Can you copy out each of the records below, line for line, without changing a single character?

Start of Data listing

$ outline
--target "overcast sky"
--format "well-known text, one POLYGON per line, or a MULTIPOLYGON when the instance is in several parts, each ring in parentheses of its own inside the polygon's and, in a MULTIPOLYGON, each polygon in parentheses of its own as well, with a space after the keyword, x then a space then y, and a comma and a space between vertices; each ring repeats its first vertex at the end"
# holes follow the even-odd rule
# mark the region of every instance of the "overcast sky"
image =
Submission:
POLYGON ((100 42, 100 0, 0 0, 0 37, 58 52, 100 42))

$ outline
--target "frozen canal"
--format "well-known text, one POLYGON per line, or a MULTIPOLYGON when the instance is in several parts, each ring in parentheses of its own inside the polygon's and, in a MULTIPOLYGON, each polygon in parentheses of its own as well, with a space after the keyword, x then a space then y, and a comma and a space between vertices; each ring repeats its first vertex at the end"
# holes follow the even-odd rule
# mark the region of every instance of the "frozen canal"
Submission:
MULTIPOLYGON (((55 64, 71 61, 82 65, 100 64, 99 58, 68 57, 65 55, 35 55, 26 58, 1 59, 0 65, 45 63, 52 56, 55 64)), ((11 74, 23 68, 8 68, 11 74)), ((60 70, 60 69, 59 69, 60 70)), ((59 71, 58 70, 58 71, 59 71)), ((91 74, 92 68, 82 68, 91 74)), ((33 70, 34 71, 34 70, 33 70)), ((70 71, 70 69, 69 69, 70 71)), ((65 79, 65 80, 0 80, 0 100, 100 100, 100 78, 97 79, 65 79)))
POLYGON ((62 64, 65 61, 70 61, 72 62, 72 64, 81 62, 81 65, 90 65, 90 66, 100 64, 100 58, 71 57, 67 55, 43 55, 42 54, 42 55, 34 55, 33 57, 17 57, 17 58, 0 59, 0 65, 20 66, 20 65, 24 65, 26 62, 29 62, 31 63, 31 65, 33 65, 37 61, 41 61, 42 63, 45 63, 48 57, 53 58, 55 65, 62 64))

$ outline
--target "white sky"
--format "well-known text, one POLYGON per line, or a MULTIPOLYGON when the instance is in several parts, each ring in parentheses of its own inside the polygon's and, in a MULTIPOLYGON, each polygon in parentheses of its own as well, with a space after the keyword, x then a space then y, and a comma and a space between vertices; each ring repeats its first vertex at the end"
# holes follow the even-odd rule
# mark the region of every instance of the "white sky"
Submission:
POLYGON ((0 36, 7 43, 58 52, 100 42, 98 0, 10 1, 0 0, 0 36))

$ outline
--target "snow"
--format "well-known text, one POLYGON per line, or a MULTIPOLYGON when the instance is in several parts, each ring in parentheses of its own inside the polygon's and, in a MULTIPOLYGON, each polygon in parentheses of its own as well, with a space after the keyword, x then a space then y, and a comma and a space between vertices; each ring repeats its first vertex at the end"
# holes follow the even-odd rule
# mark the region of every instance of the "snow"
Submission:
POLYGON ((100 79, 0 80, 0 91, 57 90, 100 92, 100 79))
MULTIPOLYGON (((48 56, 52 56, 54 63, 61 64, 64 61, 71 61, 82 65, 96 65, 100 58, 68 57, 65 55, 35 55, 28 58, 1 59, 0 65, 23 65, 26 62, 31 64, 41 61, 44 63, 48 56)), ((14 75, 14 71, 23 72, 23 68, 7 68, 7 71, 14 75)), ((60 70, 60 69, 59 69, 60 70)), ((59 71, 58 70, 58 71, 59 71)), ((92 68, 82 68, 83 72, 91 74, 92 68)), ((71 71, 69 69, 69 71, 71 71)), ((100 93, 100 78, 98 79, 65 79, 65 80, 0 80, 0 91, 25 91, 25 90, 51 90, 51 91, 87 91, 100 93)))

End of Data listing

*Response below*:
$ outline
--target "overcast sky"
--format "well-known text, one POLYGON per line, or a MULTIPOLYGON when the instance is in several parts, each ring in parentheses of its own inside the polygon's and, in a MULTIPOLYGON, each polygon in parentheses of its own as well, with a space after the keyword, x then a space then y, and a comma and a space between vertices; each ring repeats its first vertex at the end"
# holes follow the even-odd rule
# mark the region of every instance of the "overcast sky"
image =
Submission:
POLYGON ((100 42, 100 0, 0 0, 0 37, 58 52, 100 42))

$ outline
--target "frozen canal"
--format "well-known text, one POLYGON per line, or a MULTIPOLYGON when the instance is in several parts, each ring in parentheses of its own inside the polygon's and, in a MULTIPOLYGON, each polygon in parentheses of its own as well, with a space after the keyword, x then a space then y, and a comma and a space between vertices; each ring repeats its first vertex at the end"
# holes follow the even-odd rule
# mark the region of every instance of the "frozen canal"
Submission:
MULTIPOLYGON (((55 64, 71 61, 82 65, 100 64, 99 58, 68 57, 65 55, 35 55, 26 58, 1 59, 0 65, 45 63, 52 56, 55 64)), ((11 74, 23 68, 8 68, 11 74)), ((60 70, 60 69, 59 69, 60 70)), ((59 71, 58 70, 58 71, 59 71)), ((91 74, 92 68, 82 68, 91 74)), ((33 70, 34 71, 34 70, 33 70)), ((70 71, 70 69, 69 69, 70 71)), ((65 79, 65 80, 0 80, 0 100, 100 100, 100 78, 97 79, 65 79)))
POLYGON ((62 64, 65 61, 70 61, 72 62, 72 64, 81 62, 81 65, 90 65, 90 66, 100 64, 100 58, 71 57, 67 55, 43 55, 42 54, 42 55, 34 55, 33 57, 17 57, 17 58, 0 59, 0 65, 20 66, 20 65, 24 65, 26 62, 29 62, 31 63, 31 65, 33 65, 37 61, 41 61, 42 63, 45 63, 48 57, 53 58, 55 65, 62 64))

$ outline
--target "white sky"
--format "well-known text, one POLYGON per line, or a MULTIPOLYGON when the instance is in several parts, each ring in parentheses of its own inside the polygon's and, in a MULTIPOLYGON, each polygon in parentheses of its own as well, with a space after the keyword, x then a space then y, and a comma and a space between vertices; each ring repeats its first vertex at the end"
# holes follow the even-odd rule
# mark the region of every instance of the "white sky"
Submission:
POLYGON ((0 36, 7 43, 58 52, 100 42, 98 0, 10 1, 0 0, 0 36))

$ outline
--target "snow"
--format "well-known text, one POLYGON per line, or a MULTIPOLYGON when the instance is in several parts, each ring in parentheses of its own inside the polygon's and, in a MULTIPOLYGON, each polygon in parentheses of its own as well, with a space after the keyword, x then a space then y, and a comma and a space between vertices; each ring repeats its first vertex at the end"
# holes follow the even-odd rule
# mark the region of every instance of the "snow"
Submission:
POLYGON ((100 79, 0 80, 0 91, 57 90, 100 92, 100 79))
MULTIPOLYGON (((48 56, 52 56, 54 63, 61 64, 64 61, 71 61, 82 65, 96 65, 100 58, 68 57, 65 55, 35 55, 28 58, 1 59, 0 65, 23 65, 26 62, 31 64, 41 61, 44 63, 48 56)), ((14 75, 14 71, 23 72, 23 68, 7 68, 7 71, 14 75)), ((60 70, 60 69, 59 69, 60 70)), ((59 71, 58 70, 58 71, 59 71)), ((92 68, 82 68, 83 72, 91 74, 92 68)), ((71 71, 69 69, 69 71, 71 71)), ((100 93, 100 78, 98 79, 65 79, 65 80, 0 80, 0 91, 25 91, 25 90, 51 90, 51 91, 87 91, 100 93)))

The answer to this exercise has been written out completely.